# Cel zadania:
Na podstawie poniższego fragmentu źródłowego proszę odpowiedzieć krótko na trzy pytania:
1. Jaka kwota należności została uznana za udowodnioną?
2. Który przepis, według tekstu, wskazuje ustawę lub czynność prawną jako źródło zobowiązania solidarnego?
3. W jaki sposób Sąd Rejonowy ostatecznie zasądził należność od pozwanych?

# Fragment źródłowy:
━━━━━━━━━━

Sąd Rejonowy nie znalazł także podstaw, aby należność udowodniona co do kwoty 16 094,15 zł została zasądzona od pozwanych na rzecz powódki solidarnie. Zgodnie z art. 369 k.c., źródłem zobowiązania solidarnego jest ustawa lub czynność prawna. Tymczasem w przypadku odpowiedzialności współwłaścicieli wyodrębnionego lokalu za pokrywanie opłat związanych z jego utrzymaniem i kosztów zarządu nie istnieje przepis prawa cywilnego, który przewidywałby węzeł solidarności. Nie wynika on także z czynności prawnej, która mogła dotyczyć jedynie wyodrębnienia lub nabycia już wyodrębnionego lokalu ze związanym z nim prawem. Nietrafny jest pogląd, na którym jak się wydaje oparto żądanie pozwu, że na podstawie art. 366 § 1 k.c. powód ma możliwość żądania całości świadczenia stanowiącego równowartość wysokości nieuiszczonych zaliczek na pokrycie kosztów zarządu nieruchomością wspólną od kilku z dłużników, pozostawiając im roszczenia regresowe zgodnie z art. 376 § 1 k.c. Zobowiązanie współwłaścicieli prawa odrębnej własności lokalu do uiszczenia zaliczek na koszty zarządu nieruchomością wspólną jako zobowiązanie o charakterze pieniężnym jest zobowiązaniem podzielnym (art. 379 § 1 k.c.). Zarówno dług jak i wierzytelność dzielą się na tyle niezależnych od siebie części, ilu jest dłużników albo wierzycieli. W przypadku współwłaścicieli wyodrębnionego lokalu mieszkalnego zastosowanie znajdzie zatem norma ogólna w postaci art. 207 k.c., w myśl której współwłaściciele ponoszą wydatki i ciężary związane z rzeczą wspólną w stosunku do wielkości udziałów. Podstawy solidarności nie stanowi również art. 370 k.c. Wskazany przepis znajduje zastosowanie jedynie wówczas, gdy zobowiązanie zaciąga kilka osób, a więc w sytuacji, gdy źródłem stosunku zobowiązaniowego jest czynność prawna, w której po stronie dłużników występuje kilka podmiotów. Obowiązek współwłaścicieli prawa odrębnej własności lokalu do uiszczania zaliczek z tytułu kosztów zarządu nieruchomością wspólną ma swoje źródło w ustawie, nie zaś w czynności prawnej, co wyklucza poszukiwanie podstawy solidarnej odpowiedzialności pozwanych w treści art. 370 k.c. W konsekwencji Sąd Rejonowy zasądził dochodzoną i udowodnioną należność na rzecz powódki od pozwanych odpowiednio do ich udziałów.

━━━━━━━━━━

# Przekazane informacje:
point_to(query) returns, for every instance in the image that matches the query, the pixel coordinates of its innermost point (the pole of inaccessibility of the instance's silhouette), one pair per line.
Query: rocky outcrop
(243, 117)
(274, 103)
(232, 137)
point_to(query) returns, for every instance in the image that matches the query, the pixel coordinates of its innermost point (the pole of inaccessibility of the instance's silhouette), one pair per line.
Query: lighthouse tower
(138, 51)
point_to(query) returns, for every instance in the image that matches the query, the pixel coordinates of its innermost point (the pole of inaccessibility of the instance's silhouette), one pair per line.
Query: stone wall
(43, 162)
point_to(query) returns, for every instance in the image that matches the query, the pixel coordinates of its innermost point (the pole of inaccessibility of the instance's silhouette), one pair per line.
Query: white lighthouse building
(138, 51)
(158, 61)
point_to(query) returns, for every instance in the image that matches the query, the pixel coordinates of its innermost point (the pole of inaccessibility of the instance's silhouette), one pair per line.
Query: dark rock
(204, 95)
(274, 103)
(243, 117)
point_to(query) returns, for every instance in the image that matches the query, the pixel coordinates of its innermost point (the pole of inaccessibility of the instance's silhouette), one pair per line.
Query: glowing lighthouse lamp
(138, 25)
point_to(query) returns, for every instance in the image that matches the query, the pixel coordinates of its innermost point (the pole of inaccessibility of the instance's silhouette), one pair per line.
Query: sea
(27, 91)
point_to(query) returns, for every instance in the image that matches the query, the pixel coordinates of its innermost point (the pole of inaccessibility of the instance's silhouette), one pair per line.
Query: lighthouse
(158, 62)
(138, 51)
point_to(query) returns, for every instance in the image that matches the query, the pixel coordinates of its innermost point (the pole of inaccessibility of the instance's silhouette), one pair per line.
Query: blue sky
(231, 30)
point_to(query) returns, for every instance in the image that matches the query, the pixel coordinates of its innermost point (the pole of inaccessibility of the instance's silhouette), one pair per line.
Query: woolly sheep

━━━━━━━━━━

# Odpowiedź:
1. 16 094,15 zł.
2. Art. 369 k.c.
3. Zasądził ją na rzecz powódki od pozwanych odpowiednio do ich udziałów.